In the fall of 1996, Kagame sent his intelligence chief to Luanda to negotiate the government of Angola’s participation in his plans. The response was cautious. The Angolan government couldn’t afford to get bogged down in a protracted war in eastern Congo while it faced Savimbi’s threat at home. “They weren’t sure; they needed a lot of convincing,” a member of the delegation later recalled.
20
Angola was heavily dependent on loans from the International Monetary Fund and the World Bank; an overt intervention in a foreign country could have jeopardized its international standing.
21

Angolan president Dos Santos offered a compromise. They would send the Katangan Tigers and some logistical help. The Tigers—or
diabos
, the Devils, as they liked to call themselves—were troops from southern Congo who had fought for the secession of Katanga Province in 1960. After their defeat, thousands of these troops had fled into northern Angola, where, over the years, they fought first for the Portuguese colonial government and then, after independence in 1975, for the Angolan government.

By mid-1996, Museveni and Kagame had stitched together an impressive alliance of African governments behind their drive to overthrow Mobutu. The war that started in Zaire in September 1996 was not, above all, a civil war. It was a regional conflict, pitting a new generation of young, visionary African leaders against Mobutu Sese Seko, the continent’s dinosaur. Never had so many African countries united militarily behind one cause, leading some to dub the war Africa’s World War. Unlike that war, however, the battle for the Congo would not be carried out in trenches over years, leading to millions of military casualties. Here, the battles were short and the number of soldiers killed in the thousands, figures dwarfed by the number of civilians killed. Unlike World War II, the African allies banded together not against aggressive expansionism, but against the weakness of the enemy.

Material supplied
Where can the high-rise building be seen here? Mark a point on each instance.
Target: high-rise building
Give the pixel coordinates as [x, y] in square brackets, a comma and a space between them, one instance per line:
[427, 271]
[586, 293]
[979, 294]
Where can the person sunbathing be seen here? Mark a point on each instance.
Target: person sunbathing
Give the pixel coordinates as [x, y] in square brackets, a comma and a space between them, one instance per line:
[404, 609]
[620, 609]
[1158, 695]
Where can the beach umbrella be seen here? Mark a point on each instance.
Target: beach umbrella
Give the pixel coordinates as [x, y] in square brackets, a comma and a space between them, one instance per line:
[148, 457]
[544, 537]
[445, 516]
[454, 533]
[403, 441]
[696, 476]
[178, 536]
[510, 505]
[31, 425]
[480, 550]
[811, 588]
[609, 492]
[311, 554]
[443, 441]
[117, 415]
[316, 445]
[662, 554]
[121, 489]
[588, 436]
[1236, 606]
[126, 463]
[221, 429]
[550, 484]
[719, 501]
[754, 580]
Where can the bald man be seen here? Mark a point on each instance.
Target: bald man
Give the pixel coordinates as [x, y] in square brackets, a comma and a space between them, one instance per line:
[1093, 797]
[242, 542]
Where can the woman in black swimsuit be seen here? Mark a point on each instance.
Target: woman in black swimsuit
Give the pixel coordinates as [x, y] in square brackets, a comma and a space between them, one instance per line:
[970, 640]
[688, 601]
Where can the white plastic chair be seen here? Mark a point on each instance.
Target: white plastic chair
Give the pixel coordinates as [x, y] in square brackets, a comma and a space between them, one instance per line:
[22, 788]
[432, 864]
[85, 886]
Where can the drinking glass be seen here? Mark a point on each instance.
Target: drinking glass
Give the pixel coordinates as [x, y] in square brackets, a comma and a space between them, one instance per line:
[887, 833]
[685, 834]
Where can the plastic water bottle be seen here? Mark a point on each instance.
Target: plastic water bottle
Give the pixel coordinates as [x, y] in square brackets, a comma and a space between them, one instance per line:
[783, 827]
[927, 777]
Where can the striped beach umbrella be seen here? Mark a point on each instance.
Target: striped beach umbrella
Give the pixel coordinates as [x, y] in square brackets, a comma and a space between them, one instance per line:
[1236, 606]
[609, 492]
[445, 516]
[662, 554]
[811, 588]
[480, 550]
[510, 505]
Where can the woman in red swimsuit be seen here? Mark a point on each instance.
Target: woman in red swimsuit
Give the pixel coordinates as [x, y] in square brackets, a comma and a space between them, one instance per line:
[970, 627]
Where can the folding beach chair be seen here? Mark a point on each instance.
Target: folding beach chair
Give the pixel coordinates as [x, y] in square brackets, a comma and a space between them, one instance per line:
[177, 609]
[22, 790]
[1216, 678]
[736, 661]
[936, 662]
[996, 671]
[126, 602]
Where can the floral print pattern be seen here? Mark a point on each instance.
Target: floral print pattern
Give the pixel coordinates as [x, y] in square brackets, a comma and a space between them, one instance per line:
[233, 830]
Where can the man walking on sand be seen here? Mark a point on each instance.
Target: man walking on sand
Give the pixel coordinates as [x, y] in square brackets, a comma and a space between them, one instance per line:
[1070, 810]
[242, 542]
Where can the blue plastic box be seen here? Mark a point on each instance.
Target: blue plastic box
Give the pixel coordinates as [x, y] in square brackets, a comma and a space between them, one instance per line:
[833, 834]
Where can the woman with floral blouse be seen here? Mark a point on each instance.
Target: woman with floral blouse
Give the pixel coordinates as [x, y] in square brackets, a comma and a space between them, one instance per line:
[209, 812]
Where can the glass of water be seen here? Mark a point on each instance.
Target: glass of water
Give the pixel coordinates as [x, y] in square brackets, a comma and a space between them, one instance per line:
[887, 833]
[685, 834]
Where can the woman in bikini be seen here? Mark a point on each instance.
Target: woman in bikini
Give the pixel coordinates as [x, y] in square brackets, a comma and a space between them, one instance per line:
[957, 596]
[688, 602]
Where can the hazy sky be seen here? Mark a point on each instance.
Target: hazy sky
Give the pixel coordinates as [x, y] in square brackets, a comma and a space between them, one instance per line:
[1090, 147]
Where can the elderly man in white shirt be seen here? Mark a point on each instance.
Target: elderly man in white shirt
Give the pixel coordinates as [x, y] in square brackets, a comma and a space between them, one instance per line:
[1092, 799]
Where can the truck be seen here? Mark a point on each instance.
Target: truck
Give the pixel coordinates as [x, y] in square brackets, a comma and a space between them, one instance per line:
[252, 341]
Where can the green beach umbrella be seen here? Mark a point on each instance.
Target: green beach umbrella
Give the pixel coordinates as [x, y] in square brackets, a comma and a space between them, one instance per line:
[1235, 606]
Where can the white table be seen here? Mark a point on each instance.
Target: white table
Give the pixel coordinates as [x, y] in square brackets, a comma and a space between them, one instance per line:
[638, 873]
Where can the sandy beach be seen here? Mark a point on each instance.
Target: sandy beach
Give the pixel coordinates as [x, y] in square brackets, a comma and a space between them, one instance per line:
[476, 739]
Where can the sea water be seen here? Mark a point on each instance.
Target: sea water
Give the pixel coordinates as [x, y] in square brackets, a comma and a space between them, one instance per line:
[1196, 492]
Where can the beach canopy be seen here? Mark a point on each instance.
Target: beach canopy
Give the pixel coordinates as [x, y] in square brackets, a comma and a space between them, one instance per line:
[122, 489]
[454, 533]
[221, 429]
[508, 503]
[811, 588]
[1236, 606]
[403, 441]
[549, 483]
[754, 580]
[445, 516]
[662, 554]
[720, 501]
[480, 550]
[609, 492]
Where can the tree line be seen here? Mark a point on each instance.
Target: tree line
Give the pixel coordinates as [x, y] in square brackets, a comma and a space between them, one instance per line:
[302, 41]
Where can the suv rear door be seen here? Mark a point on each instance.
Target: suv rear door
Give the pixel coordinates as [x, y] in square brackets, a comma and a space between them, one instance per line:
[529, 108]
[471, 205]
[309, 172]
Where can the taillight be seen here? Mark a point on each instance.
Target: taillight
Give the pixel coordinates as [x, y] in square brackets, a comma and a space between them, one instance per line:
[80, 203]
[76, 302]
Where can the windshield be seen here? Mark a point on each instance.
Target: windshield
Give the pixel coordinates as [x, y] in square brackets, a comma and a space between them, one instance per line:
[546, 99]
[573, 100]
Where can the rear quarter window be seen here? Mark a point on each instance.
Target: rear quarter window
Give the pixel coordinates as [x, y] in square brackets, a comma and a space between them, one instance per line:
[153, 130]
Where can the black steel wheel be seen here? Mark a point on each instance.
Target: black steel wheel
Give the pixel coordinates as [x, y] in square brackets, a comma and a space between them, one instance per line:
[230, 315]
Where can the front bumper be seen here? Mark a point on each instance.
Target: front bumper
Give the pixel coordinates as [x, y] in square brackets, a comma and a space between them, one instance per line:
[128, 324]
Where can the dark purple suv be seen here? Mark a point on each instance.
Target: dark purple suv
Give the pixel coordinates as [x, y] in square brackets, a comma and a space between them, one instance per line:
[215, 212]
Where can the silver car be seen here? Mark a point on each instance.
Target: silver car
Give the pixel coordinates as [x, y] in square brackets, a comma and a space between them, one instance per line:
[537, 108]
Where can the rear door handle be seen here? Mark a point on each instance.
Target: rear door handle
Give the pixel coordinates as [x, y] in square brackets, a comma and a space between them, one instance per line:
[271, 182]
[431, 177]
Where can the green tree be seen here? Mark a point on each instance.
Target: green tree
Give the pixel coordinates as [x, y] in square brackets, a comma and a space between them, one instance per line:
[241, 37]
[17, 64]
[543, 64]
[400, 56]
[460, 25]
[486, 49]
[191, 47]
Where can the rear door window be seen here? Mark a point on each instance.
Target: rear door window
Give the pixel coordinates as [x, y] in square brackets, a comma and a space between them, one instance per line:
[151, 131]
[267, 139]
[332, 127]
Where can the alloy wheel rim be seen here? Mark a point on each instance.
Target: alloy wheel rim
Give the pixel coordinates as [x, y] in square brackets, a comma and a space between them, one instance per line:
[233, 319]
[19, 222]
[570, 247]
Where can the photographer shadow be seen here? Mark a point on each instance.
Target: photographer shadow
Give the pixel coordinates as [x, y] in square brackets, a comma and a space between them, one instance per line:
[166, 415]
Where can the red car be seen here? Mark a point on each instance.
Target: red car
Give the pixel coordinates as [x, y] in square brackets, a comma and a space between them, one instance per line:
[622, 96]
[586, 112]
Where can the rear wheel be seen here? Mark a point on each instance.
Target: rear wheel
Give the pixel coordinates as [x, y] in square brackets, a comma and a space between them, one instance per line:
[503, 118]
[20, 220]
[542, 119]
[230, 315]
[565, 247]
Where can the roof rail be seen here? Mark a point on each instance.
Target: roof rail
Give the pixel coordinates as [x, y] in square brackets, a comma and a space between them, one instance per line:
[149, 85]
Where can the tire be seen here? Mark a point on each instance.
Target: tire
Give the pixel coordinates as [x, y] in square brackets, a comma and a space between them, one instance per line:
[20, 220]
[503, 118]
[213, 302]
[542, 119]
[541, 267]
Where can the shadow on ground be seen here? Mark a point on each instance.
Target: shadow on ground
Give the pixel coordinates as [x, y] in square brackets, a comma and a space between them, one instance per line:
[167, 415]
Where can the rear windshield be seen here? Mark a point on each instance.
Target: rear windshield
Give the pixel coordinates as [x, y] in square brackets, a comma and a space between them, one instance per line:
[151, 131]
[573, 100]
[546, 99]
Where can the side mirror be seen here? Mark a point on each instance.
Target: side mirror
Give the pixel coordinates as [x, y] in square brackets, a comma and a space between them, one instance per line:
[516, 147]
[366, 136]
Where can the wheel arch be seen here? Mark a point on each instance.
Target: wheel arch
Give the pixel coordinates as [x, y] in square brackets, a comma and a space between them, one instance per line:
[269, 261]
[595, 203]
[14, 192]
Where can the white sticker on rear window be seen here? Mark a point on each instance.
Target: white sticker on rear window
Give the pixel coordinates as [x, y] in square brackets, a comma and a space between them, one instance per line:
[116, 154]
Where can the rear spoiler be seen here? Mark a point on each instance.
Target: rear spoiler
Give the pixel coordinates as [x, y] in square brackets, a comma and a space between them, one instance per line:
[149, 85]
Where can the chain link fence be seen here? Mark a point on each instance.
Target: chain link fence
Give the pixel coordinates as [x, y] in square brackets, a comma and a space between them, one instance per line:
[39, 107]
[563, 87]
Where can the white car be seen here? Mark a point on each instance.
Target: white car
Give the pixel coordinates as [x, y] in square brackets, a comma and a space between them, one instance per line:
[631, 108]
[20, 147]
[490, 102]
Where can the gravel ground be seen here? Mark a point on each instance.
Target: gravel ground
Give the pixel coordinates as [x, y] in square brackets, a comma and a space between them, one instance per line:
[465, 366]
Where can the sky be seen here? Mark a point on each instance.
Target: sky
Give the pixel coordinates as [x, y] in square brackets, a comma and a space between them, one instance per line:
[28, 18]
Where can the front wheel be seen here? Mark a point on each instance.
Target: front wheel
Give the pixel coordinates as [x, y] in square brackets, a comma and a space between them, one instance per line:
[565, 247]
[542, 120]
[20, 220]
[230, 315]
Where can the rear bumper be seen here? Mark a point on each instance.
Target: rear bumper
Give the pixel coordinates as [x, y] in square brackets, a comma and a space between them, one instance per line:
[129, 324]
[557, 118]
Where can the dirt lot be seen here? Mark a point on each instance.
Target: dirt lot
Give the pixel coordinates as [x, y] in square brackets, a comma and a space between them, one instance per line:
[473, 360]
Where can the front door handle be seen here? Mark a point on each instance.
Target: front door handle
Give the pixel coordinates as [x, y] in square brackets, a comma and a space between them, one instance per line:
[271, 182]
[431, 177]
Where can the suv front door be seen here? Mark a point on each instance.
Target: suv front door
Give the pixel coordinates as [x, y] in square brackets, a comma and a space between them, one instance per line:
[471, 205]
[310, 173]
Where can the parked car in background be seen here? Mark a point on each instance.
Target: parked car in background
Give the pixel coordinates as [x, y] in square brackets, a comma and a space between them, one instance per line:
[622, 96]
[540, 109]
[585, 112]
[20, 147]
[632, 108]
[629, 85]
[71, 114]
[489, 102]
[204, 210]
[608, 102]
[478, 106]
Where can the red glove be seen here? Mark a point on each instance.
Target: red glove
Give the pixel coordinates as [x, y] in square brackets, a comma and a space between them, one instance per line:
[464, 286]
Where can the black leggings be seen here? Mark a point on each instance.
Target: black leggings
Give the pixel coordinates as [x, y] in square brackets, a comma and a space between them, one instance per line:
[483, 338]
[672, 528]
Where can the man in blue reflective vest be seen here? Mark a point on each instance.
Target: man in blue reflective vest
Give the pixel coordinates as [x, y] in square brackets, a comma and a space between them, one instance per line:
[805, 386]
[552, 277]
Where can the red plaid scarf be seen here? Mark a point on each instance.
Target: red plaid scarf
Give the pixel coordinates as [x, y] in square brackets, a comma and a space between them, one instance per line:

Challenges
1. In the passage on the 1996 war against Mobutu:
(a) Whom did Kagame send to Luanda in the fall of 1996?
(b) What name did the Katangan Tigers like to call themselves?
(c) What did some people dub the war?
2. Can you rewrite the stretch of the passage on the 1996 war against Mobutu from "In the fall" through "its international standing.", swapping "protracted" for "prolonged"?
3. Could you carry on the passage on the 1996 war against Mobutu from the point where it stops?

In response
1.
(a) His intelligence chief.
(b) Diabos, the Devils.
(c) Africa's World War.

2.
In the fall of 1996, Kagame sent his intelligence chief to Luanda to negotiate the government of Angola’s participation in his plans. The response was cautious. The Angolan government couldn’t afford to get bogged down in a prolonged war in eastern Congo while it faced Savimbi’s threat at home. “They weren’t sure; they needed a lot of convincing,” a member of the delegation later recalled.
20
Angola was heavily dependent on loans from the International Monetary Fund and the World Bank; an overt intervention in a foreign country could have jeopardized its international standing.

3.
The leader of this coalition was its youngest, smallest member: Rwanda. It was typical of the RPF, who had played David to Goliath several times before and would do so again later. At the outset, it seemed to be the perfect embodiment of a just war: Kigali was acting as a last resort based on legitimate security concerns.

What seems obvious in hindsight—that Mobutu’s army had been reduced to a mockery of itself, that Mobutu’s hold on power had crumbled—was a vague hypothesis in RPF intelligence briefings at the time. When Kagame told his officers that they would go all the way to Kinshasa, they nodded politely but in private shook their heads. That was a journey of over 1,000 miles, through unknown terrain, similar to walking from New York to Miami through swamps and jungles and across dozens of rivers. They would have to fight against 50,000 of Mobutu’s soldiers as well as perhaps 50,000 ex-FAR and Interahamwe. It seemed impossible. “We never thought we could make it all the way to Kinshasa,” Patrick Karegeya, the Rwandan intelligence chief, told me.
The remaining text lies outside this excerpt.